Исследуемый текст:
Получается, что разграничение между телом и языком и тем самым между материей и сознанием – это ложное или, по меньшей мере, устаревшее разграничение, как это и показала философия начала ХХ века. И все же болезни телесные и болезни душевные достаточно резко различаются, во всяком случае в своих опорных крайних точках. От чего умирает человек – от рака, поразившего его тело, или от терминальной стадии шизофрении, поразившей его сознание при полной сохранности тела? Здесь все же имеется большая разница. Поэтому мы и сказали, что проблема истерии здесь имеет свой чрезвычайно сложный аспект, и не с нее надо начинать семиотическую феноменологию безумия, то есть защиту тезиса о том, что психическое заболевание поражает не самого человека, а те тексты, которые он создает, тексты безумия, речевые акты безумия, практики безумия. Тело пока оставим в покое.

Листинг данных:
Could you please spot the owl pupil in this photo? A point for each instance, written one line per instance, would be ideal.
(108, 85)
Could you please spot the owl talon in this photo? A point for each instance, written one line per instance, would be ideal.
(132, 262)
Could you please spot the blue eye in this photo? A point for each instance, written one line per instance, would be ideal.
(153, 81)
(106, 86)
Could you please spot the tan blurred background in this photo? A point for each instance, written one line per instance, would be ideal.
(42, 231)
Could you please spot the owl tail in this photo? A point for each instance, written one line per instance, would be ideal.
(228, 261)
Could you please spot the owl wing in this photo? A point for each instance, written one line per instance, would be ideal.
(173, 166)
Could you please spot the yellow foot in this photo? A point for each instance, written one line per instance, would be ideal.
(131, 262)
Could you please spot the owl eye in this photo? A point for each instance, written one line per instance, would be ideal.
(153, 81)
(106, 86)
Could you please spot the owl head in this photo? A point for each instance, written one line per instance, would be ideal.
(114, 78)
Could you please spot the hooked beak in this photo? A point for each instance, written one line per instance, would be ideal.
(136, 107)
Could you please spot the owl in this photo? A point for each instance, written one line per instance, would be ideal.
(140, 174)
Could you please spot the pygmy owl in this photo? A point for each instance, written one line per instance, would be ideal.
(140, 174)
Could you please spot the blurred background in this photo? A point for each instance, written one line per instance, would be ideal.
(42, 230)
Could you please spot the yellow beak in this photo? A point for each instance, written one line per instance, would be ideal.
---
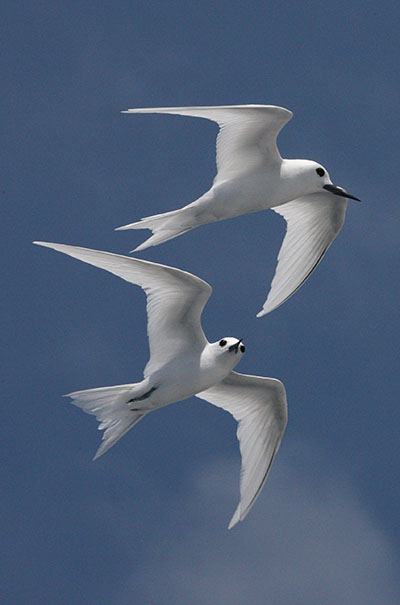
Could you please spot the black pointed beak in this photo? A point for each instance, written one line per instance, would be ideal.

Цель задания:
Ответьте на вопросы по исследуемому тексту.
1. Какая философия показала, что разграничение между телом и языком ложное или устаревшее?
2. Какие две причины смерти человека сопоставляются в тексте?
3. Что, согласно защищаемому тезису, поражает психическое заболевание?

Результат задания:
1. Философия начала ХХ века.
2. Рак, поразивший тело, и терминальная стадия шизофрении, поразившая сознание при полной сохранности тела.
3. Не самого человека, а тексты, которые он создает: тексты безумия, речевые акты безумия, практики безумия.